Dataset records Block Start

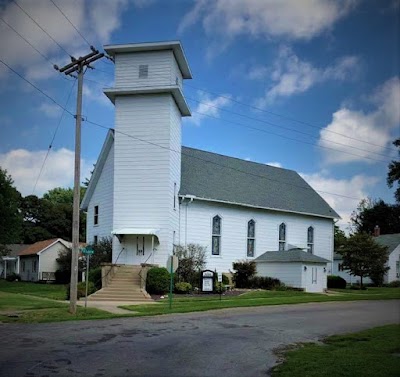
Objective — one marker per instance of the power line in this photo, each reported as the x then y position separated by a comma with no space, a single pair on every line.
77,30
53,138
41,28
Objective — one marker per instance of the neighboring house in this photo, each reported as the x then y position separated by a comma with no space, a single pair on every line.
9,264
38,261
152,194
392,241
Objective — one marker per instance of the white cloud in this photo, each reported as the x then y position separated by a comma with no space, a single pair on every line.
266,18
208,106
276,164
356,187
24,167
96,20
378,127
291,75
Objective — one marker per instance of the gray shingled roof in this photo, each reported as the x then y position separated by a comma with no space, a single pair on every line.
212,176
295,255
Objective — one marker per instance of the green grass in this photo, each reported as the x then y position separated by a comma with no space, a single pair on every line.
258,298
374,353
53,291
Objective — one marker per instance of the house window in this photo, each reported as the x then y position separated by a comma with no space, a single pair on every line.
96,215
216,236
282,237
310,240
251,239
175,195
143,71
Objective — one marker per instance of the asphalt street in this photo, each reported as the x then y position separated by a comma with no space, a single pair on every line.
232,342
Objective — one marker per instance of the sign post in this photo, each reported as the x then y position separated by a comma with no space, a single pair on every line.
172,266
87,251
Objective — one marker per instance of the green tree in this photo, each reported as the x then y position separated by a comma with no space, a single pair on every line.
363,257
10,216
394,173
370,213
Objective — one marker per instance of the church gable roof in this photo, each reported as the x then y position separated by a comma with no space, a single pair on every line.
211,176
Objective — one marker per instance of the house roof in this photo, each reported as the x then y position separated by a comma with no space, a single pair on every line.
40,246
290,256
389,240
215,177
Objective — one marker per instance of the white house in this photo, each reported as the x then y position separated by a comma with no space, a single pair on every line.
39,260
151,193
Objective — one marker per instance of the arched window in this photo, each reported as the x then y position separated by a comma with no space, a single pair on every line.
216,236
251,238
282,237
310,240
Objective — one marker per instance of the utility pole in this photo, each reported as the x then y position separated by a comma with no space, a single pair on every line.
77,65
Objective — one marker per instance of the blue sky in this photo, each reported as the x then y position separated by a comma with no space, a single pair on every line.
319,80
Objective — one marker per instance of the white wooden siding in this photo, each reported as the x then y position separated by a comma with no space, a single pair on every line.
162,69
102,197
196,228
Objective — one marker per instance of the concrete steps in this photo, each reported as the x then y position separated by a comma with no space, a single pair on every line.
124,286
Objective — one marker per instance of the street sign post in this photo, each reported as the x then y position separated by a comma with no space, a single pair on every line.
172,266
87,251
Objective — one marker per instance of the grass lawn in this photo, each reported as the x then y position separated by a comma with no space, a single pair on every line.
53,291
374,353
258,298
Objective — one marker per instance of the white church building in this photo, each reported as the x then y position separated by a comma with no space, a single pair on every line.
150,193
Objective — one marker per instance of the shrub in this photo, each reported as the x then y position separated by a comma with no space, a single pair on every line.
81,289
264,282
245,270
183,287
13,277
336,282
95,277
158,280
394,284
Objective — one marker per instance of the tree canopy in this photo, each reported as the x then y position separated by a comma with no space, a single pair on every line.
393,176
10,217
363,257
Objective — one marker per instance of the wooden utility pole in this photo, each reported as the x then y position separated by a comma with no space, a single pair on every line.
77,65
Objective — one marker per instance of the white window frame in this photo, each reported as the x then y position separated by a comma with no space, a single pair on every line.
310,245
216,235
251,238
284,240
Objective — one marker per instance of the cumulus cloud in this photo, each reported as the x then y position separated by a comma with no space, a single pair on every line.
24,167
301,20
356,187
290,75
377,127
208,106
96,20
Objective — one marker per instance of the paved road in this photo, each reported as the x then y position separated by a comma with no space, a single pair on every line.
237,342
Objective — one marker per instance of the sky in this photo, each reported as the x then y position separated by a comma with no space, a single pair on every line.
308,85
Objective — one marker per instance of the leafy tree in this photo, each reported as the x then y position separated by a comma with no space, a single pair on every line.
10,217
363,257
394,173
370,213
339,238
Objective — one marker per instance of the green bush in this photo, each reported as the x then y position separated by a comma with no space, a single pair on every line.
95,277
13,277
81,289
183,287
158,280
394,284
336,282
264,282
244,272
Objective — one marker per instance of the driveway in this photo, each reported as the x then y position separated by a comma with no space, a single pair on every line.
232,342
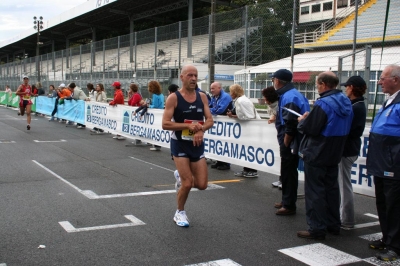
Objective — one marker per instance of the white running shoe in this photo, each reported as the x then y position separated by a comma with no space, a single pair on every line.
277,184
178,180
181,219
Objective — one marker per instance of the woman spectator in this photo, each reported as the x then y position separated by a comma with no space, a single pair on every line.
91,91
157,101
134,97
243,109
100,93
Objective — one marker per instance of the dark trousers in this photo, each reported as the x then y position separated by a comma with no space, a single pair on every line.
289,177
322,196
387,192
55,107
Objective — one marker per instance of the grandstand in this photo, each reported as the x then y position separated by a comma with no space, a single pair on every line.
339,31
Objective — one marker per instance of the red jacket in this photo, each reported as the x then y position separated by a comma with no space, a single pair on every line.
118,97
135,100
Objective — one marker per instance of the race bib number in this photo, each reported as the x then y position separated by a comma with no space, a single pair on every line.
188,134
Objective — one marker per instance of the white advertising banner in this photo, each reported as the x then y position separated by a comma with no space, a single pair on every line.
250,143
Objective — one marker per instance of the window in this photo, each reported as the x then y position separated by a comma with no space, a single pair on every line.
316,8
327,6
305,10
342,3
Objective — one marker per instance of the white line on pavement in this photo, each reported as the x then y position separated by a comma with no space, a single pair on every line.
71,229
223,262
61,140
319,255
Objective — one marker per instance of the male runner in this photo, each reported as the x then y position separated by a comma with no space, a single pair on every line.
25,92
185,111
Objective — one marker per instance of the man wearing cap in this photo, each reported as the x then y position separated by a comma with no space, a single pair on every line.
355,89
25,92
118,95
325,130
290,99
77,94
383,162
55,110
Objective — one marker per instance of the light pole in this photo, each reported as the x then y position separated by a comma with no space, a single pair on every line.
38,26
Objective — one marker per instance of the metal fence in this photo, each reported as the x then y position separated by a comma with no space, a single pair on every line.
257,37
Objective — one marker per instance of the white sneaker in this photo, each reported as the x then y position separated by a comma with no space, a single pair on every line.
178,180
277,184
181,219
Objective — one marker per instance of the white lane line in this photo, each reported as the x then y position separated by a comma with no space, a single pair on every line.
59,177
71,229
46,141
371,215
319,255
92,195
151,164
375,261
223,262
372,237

Dataset records Block End

Lines from the one holding "Objective — one marker per instance of the white lane" to the last line of the records: return these exactly, and only these.

Objective — one marker per instance of the white lane line in this photo, each reported as the x then y position separated by a comma with no space, a single pair on every line.
59,177
71,229
46,141
371,215
319,255
92,195
151,164
375,261
223,262
372,237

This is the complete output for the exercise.